TASK INSTRUCTIONS -> Repeat, please, only the lines from the top of the data down to the line with "Where can you find the man"; include both of those lines.

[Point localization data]

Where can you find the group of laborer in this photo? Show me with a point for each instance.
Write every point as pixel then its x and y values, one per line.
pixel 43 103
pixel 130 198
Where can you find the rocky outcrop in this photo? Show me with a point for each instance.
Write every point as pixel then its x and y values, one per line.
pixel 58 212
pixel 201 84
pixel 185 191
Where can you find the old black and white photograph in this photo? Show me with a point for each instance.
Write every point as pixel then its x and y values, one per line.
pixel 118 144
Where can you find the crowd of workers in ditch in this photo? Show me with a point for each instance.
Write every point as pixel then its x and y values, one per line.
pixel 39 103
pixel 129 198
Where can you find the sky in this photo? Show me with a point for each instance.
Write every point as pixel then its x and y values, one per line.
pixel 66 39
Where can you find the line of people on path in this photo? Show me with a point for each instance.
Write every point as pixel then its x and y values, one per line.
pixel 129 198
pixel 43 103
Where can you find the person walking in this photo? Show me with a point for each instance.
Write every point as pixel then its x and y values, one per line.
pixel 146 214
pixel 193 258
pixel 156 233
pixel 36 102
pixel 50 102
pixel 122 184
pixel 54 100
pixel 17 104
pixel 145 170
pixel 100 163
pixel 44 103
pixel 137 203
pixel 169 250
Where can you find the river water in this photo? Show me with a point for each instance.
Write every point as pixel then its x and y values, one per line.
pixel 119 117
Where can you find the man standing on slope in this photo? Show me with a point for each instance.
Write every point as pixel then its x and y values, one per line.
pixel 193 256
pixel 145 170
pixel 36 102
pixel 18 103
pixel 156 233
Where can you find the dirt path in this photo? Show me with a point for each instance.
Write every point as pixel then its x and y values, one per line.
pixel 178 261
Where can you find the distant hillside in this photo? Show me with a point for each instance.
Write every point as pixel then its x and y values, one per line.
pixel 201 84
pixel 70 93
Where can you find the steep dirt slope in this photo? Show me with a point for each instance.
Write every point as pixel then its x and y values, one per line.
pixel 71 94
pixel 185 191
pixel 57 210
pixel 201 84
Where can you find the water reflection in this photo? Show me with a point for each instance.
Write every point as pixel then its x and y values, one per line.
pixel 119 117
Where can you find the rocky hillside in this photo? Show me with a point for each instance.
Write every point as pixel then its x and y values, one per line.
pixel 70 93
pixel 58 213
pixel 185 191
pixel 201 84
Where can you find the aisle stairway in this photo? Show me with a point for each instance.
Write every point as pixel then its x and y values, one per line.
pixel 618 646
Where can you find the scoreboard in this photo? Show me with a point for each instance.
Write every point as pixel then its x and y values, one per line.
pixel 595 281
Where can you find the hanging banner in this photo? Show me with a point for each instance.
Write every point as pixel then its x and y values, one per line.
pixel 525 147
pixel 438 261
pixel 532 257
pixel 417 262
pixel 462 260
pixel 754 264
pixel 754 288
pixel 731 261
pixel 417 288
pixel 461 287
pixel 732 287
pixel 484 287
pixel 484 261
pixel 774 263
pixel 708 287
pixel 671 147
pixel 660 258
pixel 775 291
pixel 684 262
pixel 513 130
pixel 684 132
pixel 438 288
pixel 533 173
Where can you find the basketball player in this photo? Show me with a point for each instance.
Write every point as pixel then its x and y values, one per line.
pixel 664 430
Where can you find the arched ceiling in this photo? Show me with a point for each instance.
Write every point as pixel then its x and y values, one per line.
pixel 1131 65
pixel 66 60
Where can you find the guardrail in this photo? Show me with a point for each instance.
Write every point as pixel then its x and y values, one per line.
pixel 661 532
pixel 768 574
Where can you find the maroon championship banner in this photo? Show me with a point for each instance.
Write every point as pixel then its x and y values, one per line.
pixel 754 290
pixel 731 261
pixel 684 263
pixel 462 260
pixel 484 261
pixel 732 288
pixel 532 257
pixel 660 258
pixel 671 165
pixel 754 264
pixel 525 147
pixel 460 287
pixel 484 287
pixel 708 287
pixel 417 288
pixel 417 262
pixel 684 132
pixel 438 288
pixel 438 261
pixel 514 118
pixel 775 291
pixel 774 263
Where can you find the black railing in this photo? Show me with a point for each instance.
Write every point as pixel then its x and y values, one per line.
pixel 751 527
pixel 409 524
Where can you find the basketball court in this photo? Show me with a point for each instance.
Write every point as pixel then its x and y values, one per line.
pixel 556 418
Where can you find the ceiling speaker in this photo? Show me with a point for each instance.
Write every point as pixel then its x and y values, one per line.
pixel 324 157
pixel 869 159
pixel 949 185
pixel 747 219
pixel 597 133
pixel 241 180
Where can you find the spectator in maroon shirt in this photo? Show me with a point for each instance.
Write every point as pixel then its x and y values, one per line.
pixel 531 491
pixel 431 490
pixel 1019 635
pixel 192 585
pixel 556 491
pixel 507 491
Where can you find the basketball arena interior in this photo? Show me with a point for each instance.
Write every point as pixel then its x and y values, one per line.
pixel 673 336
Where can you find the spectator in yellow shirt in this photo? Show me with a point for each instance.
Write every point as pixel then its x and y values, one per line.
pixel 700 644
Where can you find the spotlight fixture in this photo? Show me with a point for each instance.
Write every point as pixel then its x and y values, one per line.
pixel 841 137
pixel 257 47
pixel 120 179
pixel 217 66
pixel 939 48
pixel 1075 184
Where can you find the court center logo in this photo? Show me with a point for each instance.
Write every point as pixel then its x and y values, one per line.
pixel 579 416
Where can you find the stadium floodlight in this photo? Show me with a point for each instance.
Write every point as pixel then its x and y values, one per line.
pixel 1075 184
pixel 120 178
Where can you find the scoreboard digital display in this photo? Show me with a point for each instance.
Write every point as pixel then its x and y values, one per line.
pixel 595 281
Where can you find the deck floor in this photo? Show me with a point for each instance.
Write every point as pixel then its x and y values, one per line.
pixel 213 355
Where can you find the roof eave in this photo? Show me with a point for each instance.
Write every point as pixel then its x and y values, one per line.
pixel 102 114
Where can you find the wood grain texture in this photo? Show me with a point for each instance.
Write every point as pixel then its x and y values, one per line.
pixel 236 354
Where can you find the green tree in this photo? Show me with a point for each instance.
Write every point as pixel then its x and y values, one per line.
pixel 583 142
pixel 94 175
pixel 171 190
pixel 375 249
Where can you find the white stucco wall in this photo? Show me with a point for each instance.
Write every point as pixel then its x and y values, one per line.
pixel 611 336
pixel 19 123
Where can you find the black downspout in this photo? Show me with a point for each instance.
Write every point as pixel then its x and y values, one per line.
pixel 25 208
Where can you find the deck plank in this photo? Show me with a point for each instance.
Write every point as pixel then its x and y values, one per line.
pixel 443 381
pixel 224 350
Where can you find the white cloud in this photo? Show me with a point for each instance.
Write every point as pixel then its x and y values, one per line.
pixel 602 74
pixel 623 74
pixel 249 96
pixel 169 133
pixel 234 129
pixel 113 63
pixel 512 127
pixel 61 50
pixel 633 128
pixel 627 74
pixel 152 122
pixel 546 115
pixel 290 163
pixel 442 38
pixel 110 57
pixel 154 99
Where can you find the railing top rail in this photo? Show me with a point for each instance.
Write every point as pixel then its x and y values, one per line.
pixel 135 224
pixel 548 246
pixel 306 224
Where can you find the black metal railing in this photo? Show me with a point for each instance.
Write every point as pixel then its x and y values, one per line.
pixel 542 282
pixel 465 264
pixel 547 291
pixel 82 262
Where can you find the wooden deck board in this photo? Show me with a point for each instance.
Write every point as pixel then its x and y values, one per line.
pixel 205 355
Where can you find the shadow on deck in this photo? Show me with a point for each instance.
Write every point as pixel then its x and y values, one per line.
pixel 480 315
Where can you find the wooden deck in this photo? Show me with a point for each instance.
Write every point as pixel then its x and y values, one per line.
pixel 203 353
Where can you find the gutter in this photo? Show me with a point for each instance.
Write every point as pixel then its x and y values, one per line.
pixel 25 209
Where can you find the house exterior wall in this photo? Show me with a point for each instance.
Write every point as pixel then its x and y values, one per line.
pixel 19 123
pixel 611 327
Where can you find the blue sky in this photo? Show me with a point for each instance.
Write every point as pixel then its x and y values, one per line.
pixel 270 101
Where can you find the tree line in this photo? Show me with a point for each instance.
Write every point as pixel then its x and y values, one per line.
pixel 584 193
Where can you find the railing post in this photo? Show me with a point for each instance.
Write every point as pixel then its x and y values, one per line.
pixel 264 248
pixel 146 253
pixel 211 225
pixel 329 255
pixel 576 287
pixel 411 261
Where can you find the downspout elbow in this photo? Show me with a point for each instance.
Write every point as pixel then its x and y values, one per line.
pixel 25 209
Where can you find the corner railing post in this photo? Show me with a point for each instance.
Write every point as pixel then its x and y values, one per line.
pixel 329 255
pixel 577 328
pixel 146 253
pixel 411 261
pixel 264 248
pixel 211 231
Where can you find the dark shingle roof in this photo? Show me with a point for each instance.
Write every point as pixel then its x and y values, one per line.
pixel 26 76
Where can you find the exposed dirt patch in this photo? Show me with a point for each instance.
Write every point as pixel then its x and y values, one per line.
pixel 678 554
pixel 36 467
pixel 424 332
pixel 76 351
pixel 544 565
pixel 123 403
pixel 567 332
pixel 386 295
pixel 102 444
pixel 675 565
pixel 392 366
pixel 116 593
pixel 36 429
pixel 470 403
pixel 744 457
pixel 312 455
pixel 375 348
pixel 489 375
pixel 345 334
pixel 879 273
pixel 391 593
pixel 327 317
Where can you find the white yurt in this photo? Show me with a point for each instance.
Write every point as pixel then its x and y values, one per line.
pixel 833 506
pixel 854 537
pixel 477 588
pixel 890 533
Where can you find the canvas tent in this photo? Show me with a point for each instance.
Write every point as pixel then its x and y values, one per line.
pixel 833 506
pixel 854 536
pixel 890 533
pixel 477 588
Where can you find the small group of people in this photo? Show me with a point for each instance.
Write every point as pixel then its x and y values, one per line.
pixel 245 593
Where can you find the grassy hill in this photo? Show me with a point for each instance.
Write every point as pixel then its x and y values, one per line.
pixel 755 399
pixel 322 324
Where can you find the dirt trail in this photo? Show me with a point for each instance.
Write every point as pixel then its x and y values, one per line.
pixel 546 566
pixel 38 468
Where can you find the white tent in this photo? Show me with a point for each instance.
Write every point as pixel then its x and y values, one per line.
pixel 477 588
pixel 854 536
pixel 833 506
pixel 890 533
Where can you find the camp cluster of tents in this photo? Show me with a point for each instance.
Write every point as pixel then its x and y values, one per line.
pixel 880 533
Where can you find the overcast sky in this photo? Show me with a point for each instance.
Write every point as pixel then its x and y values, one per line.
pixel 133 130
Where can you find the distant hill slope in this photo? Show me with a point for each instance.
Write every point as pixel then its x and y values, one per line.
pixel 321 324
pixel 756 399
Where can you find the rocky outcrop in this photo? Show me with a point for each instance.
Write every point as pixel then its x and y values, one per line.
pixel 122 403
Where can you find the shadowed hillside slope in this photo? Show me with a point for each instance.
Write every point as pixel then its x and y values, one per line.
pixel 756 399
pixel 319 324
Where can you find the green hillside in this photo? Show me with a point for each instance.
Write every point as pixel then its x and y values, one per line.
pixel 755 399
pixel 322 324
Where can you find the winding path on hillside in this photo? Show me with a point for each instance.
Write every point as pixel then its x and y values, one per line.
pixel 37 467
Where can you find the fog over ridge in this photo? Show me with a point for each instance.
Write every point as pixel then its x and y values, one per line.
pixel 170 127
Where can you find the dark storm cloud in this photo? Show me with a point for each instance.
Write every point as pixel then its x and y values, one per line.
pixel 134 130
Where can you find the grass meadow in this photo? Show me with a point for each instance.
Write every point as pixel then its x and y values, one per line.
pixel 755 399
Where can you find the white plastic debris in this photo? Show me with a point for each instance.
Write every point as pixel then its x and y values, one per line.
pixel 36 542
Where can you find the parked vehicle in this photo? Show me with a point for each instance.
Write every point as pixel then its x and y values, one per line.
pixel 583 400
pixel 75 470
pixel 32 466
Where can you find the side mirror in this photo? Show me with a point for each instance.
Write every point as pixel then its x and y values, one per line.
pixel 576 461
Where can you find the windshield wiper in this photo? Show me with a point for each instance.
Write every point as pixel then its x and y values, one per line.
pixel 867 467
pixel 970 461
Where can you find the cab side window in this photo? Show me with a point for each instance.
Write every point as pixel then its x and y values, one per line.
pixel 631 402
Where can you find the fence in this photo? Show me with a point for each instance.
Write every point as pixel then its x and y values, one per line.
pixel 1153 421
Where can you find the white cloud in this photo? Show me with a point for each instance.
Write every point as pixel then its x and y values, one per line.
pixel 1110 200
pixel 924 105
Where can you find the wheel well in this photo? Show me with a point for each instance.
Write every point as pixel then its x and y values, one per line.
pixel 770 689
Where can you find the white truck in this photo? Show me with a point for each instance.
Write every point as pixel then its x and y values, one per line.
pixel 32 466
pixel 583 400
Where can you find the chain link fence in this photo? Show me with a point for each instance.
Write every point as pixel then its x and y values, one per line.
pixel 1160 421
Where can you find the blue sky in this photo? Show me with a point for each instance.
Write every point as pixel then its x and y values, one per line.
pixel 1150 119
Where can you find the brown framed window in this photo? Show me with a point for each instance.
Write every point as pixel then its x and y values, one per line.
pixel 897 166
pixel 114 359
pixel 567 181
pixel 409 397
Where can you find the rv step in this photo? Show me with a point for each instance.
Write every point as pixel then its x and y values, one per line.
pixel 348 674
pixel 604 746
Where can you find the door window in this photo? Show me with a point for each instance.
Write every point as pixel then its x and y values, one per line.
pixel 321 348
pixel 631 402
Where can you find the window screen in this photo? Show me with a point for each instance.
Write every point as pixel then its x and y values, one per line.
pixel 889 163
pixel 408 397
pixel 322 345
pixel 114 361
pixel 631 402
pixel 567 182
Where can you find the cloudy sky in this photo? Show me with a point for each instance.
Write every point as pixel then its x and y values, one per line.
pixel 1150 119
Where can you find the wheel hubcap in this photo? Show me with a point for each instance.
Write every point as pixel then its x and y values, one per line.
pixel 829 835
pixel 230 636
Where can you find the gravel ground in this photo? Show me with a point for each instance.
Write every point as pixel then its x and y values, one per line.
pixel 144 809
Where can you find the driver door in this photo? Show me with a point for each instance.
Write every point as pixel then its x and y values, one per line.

SOLUTION TO THE EXERCISE ->
Where can you find the group of laborer in this photo? Show me with a point for each instance.
Write every point as pixel then its x and y values, one per line.
pixel 43 103
pixel 130 198
Where can you find the rocky outcrop in this photo? Show me with a point for each instance.
Write every point as pixel then its x and y values, one per line.
pixel 58 212
pixel 201 84
pixel 185 191
Where can you find the old black and white photograph in this photo? Show me with a point for each instance.
Write every point as pixel then its x and y values, one per line.
pixel 118 144
Where can you find the crowd of workers in ditch in this photo? Show me with a point for each instance.
Write every point as pixel then its x and y values, one per line.
pixel 39 103
pixel 129 198
Where can you find the sky in this photo? Show me with a point for each instance.
Write every point as pixel then its x and y values, one per line.
pixel 66 39
Where can you find the line of people on path in this photo? Show me with a point for each instance.
Write every point as pixel then its x and y values, one per line.
pixel 129 198
pixel 43 103
Where can you find the person walking in this photo? Show me with a point for each instance.
Write every point as pixel then its x and y values, one per line.
pixel 146 214
pixel 193 258
pixel 156 233
pixel 36 102
pixel 50 102
pixel 122 184
pixel 54 100
pixel 17 104
pixel 145 170
pixel 100 163
pixel 44 103
pixel 137 203
pixel 169 250
Where can you find the river water in this photo? Show me with a point for each instance.
Write every point as pixel then its x and y values, one per line.
pixel 119 117
Where can you find the man standing on slope in this photo? Show me with a point for each instance.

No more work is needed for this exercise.